» **WHAT THIS EXERCISE ASKS**:
A. Decide whether each statement below agrees with the text on VPNs, answering yes or no and quoting the words of the text that settle it: (i) An MPLS label is a four-byte, fixed-length identifier placed between the Layer 2 and Layer 3 headers. (ii) SSL VPNs function primarily at the network layer. (iii) For trusted VPNs, the VPN Consortium supports IPsec with encryption.
B. Write the next part of the text on VPNs, picking up after its final sentence.

VPN Background

A virtual private network (VPN) is a means by which individuals can connect to the resources of an internal network, via the Internet, which is a relatively insecure network. VPN is accomplished by creating a tunnel or encapsulating an entire packet within another packet and sending it over a network. The data tunneling is helpful in cases where it is desirable to obscure the identity of the device originating the traffic.

The tunneling requires the use of three different sets of protocols: The passenger protocol i.e. the original data, such as IPX, NetBEUI, or IPv4 that is carried. An encapsulating protocol is also required, such as GRE, IPsec, L2F, PPTP, or L2TP, which wraps around the original data. There also needs to be a carrier protocol, the protocol used by the network over which the information is traveling (“How Virtual Private Networks Work”).

As an added security layer, the data is encrypted by utilization of the IPsec, or PPTP/MPPE, or L2TP/IPsec protocols. For secure VPNs, the technologies that the VPN Consortium recommends are IPsec with encryption, L2TP inside of IPsec, or SSL with encryption. For trusted VPNs, the technologies that VPNC supports are: MPLS with constrained distribution of routing information through BGP, or the transport of Layer 2 frames over MPLS.  

Multi-protocol label switching (MPLS) is a packet forwarding technology which uses “labels” to make data forwarding decisions. A label is a four byte; fixed-length identifier, located between a Layer 2 and Layer 3 header, which is used to identify a Forwarding Equivalence Class (FEC). A FEC is a group of IP packets that are forwarded over the same path, with the same forwarding treatment (Fischer, 2007).

IPsec VPN

At present, the two most popular VPN technologies are the Internet Protocol Security (IPsec) based VPNs, which function primarily at the network layer and Secure Sockets Layer (SSL) VPNs, which function primarily at the application layer. For the most part, IPsec is the most secure option because, when properly implemented, it provides the C.I.A triad for our network traffic. However, they differ in the underlying technology used, the function they serve, as well as in the potential VPN security risks they present (Sastry, 2011).

Outline records:
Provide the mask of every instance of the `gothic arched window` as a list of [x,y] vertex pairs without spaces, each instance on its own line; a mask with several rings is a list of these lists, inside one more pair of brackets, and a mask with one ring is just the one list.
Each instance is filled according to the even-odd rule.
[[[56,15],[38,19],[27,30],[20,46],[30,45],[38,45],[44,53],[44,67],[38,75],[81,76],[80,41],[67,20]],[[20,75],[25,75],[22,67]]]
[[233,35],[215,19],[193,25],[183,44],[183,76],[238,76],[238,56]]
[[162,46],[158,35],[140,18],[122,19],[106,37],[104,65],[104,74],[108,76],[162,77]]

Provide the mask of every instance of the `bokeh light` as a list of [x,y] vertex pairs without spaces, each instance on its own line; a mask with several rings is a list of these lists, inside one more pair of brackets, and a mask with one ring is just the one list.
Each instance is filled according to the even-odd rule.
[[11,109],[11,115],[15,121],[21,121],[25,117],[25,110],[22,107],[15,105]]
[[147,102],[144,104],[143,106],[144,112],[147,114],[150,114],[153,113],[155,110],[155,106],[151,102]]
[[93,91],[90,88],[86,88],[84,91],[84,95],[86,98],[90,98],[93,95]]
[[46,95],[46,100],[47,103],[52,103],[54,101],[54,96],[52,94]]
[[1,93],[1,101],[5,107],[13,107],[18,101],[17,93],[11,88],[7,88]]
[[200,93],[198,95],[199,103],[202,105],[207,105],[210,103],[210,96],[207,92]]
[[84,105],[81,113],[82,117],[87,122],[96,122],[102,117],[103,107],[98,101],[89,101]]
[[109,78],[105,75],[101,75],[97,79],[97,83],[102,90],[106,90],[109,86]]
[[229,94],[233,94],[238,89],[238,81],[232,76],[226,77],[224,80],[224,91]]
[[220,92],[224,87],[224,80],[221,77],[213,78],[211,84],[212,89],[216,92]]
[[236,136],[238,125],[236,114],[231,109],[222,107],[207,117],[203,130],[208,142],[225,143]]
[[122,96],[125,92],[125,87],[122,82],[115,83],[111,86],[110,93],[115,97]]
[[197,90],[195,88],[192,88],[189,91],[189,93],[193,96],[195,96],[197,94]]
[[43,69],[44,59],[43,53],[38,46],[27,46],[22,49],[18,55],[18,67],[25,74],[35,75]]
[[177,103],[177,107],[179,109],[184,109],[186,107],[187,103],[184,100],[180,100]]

» **WRITTEN RESPONSES**:
A.
(i) Yes: "A label is a four byte; fixed-length identifier, located between a Layer 2 and Layer 3 header"
(ii) No: "Secure Sockets Layer (SSL) VPNs, which function primarily at the application layer"
(iii) No: "For trusted VPNs, the technologies that VPNC supports are: MPLS with constrained distribution of routing information through BGP, or the transport of Layer 2 frames over MPLS."

B.
Strengths and Weaknesses

One of IPsec VPN’s strengths is the two encryption modes used by it, tunnel mode which is the default mode, and transport mode. Tunnel mode is used between gateways, and the entire IP packet is encrypted by IPsec. Transport mode, which is used with an encapsulating protocol, is used to transport between a client and a server, and only encrypts the data part of the packet. Another IPsec VPN asset is its’ ability to provide an always-on connection between locations.

IPsec VPN operates at Layer 3 of the network stack, which renders it application-agnostic, as such, any IP based protocol could be tunneled through it. However, IPsec’s application-agnostic design is also its weakness, as it does not have the ability to restrict access to resources at a granular level. Once a tunnel is set up, remote users can typically access any corporate resource as if they were plugged directly into the corporate network. IPsec VPN also requires client VPN software to be installed, and special configuration is required to ensure IPsec works well with the NAT setup (Sastry, 2011).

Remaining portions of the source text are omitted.